Requirement A: In the Oldfieldia africana entry, echo the stretch from "Species of tree" through "income from it.".
Requirement B:
Answer from the Oldfieldia africana entry:
(i) Which family is the tree classified in?
(ii) On the banks of which river did John MacCormac settle?
(iii) In what year did he establish the local timber trade?

Document segment:
============================================================

Oldfieldia africana

Scientific classification
- Kingdom: Plantae
- Clade: Embryophytes
- Clade: Tracheophytes
- Clade: Angiosperms
- Clade: Eudicots
- Clade: Rosids
- Order: Malpighiales
- Family: Picrodendraceae
- Genus: Oldfieldia
- Species: O. africana
- Binomial name: Oldfieldia africana Benth. & Hook.f.

= Oldfieldia africana =

- Genus: Oldfieldia
- Species: africana
- Authority: Benth. & Hook.f.

Species of tree

Oldfieldia africana, also known as the African oak, is a large tree which can grow to 36 metres or more in height. It is to be found across West Africa in such countries as Ivory Coast, Liberia, Sierra Leone, Gabon, Cameroon, Central African Republic, Congo Republic.

Numbers have decreased as its timber is very heavy and hard, comparable to teak. John MacCormac an Irish businessman who settled on the banks of the Rokel River, Sierra Leone for example, established the local timber trade in 1816, and for a while enjoyed a substantial income from it.

============================================================

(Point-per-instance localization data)
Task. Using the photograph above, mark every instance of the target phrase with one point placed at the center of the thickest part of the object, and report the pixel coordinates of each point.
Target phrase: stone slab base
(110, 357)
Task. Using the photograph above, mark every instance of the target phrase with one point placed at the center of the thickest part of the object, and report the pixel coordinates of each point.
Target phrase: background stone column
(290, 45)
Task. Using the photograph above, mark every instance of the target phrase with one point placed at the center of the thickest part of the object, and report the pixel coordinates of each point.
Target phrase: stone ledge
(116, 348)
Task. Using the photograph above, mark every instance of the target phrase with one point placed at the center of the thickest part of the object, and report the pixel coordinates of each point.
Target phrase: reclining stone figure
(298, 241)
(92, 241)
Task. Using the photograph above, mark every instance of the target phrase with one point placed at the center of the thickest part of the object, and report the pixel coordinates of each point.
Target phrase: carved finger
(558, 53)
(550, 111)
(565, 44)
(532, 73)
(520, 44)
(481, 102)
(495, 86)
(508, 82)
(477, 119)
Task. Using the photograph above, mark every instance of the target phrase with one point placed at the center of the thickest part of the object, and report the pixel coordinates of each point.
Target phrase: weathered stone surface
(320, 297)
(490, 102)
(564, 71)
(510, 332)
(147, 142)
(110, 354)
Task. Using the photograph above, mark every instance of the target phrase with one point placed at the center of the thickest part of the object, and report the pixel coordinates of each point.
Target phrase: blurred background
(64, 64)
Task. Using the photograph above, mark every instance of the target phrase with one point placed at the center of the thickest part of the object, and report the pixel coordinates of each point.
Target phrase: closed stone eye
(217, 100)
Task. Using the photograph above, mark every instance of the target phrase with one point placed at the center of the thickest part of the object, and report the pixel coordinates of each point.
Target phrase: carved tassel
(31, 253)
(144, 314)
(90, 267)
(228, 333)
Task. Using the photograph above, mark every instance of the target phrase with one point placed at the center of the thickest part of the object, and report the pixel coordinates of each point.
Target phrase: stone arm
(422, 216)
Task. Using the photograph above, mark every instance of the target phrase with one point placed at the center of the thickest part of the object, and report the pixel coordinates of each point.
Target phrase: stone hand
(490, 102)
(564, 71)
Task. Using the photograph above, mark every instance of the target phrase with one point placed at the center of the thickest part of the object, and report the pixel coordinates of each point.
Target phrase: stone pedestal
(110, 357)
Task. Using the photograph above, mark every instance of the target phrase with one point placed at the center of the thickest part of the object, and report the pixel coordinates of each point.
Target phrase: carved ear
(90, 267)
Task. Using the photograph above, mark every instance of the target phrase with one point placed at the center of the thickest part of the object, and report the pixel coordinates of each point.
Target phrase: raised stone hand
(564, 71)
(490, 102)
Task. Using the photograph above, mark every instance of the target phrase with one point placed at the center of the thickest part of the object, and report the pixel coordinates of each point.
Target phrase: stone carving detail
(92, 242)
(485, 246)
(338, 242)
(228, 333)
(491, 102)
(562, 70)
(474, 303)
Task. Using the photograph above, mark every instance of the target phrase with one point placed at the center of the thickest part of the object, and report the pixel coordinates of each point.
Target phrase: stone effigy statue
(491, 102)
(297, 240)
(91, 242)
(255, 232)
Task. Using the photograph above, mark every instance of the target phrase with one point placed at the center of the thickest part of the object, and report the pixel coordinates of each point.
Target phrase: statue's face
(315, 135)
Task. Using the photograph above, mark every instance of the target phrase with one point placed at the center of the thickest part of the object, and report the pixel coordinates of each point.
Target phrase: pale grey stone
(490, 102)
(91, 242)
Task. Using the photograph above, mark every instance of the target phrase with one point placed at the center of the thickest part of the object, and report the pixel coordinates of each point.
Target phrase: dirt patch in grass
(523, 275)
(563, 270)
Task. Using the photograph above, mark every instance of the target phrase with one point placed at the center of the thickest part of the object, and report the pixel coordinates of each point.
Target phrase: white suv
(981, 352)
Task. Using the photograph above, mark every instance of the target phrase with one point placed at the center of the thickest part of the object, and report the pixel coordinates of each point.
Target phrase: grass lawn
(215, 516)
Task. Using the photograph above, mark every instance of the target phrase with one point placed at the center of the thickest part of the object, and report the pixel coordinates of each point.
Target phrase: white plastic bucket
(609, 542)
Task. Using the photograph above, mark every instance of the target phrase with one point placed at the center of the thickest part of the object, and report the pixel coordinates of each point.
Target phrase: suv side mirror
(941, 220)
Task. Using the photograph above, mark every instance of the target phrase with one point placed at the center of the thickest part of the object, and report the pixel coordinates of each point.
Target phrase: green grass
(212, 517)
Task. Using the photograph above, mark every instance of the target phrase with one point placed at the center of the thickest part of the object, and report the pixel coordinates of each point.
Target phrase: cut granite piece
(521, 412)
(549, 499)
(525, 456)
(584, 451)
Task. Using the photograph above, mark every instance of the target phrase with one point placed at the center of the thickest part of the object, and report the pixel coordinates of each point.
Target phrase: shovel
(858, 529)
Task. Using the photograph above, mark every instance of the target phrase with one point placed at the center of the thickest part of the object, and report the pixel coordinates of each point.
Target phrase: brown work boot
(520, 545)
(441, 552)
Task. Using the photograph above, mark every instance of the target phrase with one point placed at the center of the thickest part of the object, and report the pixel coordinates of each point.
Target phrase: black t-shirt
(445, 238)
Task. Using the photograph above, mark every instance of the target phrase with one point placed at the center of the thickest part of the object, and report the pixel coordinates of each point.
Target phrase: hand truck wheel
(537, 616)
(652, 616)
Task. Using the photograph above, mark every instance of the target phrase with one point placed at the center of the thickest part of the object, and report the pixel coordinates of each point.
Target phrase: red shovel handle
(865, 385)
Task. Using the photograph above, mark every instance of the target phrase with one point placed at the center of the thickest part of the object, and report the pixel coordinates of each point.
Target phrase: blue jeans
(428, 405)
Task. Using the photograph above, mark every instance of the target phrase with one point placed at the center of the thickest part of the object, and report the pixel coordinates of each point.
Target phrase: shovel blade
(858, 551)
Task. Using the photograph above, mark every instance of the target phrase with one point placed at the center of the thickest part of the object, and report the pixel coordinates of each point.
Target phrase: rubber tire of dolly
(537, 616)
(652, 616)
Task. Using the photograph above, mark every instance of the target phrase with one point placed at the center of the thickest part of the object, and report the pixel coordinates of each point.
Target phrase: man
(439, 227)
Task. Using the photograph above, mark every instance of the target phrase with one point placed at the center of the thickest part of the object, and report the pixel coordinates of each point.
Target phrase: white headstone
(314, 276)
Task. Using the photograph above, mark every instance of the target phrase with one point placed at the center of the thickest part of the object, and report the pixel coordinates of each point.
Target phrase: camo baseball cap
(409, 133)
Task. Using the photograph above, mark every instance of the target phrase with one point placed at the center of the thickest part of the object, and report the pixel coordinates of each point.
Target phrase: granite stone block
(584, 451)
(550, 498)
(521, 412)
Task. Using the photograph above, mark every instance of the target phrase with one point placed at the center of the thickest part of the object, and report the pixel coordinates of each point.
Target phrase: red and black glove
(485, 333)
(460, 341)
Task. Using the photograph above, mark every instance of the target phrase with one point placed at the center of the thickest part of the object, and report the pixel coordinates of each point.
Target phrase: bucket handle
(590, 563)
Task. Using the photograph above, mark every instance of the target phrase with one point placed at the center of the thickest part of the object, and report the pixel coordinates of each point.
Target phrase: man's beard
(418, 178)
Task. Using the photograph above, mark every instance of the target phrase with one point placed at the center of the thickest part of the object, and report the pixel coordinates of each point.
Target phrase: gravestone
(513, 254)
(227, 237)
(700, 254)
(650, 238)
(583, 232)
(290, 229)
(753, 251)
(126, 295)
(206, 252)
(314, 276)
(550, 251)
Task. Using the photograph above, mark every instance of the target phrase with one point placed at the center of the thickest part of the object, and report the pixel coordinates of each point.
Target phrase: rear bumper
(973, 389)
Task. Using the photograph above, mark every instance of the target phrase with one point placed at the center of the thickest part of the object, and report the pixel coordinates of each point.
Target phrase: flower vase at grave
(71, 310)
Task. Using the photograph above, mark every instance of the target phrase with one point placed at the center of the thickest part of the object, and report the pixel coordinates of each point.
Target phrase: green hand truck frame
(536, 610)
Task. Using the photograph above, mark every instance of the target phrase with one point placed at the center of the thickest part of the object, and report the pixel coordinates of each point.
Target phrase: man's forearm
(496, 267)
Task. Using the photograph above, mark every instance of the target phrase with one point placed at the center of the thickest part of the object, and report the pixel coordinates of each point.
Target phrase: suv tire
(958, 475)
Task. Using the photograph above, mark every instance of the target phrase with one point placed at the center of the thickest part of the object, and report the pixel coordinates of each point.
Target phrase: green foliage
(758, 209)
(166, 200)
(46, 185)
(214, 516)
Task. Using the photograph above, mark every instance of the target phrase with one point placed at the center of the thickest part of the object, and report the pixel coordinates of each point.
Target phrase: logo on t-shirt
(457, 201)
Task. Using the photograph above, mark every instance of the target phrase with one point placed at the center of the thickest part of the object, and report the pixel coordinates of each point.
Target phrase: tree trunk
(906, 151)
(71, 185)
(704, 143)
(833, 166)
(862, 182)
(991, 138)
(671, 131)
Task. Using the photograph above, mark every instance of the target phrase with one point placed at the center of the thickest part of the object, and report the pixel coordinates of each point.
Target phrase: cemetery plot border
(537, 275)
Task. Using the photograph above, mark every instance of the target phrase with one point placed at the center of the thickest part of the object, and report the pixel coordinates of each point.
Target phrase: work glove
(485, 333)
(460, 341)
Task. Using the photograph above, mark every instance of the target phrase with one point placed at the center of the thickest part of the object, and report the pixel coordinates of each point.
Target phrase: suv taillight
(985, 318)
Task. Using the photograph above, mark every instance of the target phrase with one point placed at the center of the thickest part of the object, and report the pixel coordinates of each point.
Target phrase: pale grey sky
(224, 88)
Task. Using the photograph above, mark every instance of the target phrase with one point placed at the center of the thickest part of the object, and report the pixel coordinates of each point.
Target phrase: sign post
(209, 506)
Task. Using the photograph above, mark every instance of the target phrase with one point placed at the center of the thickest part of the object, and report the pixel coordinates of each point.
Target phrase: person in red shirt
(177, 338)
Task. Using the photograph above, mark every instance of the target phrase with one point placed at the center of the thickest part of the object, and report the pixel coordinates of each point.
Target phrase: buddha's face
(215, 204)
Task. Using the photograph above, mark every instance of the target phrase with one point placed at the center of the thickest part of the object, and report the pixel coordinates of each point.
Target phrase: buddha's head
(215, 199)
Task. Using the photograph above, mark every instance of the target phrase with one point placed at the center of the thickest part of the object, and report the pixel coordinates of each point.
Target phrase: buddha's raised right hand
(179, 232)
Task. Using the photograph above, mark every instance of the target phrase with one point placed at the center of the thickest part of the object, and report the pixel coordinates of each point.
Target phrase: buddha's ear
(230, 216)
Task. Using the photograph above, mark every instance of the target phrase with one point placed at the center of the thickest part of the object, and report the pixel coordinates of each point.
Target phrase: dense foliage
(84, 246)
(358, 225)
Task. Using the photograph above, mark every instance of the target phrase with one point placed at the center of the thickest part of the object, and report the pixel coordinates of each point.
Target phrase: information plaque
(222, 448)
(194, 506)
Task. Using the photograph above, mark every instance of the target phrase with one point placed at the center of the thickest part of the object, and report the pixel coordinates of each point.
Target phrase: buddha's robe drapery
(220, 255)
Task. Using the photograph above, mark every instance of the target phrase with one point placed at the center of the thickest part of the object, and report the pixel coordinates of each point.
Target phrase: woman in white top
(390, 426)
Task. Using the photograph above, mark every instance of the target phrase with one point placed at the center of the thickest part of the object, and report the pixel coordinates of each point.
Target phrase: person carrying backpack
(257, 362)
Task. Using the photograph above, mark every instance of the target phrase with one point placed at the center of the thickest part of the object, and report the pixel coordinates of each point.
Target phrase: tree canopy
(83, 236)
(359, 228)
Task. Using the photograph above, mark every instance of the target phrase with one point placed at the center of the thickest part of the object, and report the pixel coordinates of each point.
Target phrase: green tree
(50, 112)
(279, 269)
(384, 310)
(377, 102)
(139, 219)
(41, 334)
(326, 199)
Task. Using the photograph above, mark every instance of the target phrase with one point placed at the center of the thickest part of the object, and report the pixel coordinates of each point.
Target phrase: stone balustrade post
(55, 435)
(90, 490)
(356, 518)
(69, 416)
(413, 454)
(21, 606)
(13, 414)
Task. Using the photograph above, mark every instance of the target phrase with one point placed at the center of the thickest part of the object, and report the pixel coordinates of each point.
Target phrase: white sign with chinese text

============================================================

Exercise answer A:
Species of tree

Oldfieldia africana, also known as the African oak, is a large tree which can grow to 36 metres or more in height. It is to be found across West Africa in such countries as Ivory Coast, Liberia, Sierra Leone, Gabon, Cameroon, Central African Republic, Congo Republic.

Numbers have decreased as its timber is very heavy and hard, comparable to teak. John MacCormac an Irish businessman who settled on the banks of the Rokel River, Sierra Leone for example, established the local timber trade in 1816, and for a while enjoyed a substantial income from it.

Exercise answer B:
(i) Picrodendraceae
(ii) The Rokel River, Sierra Leone
(iii) 1816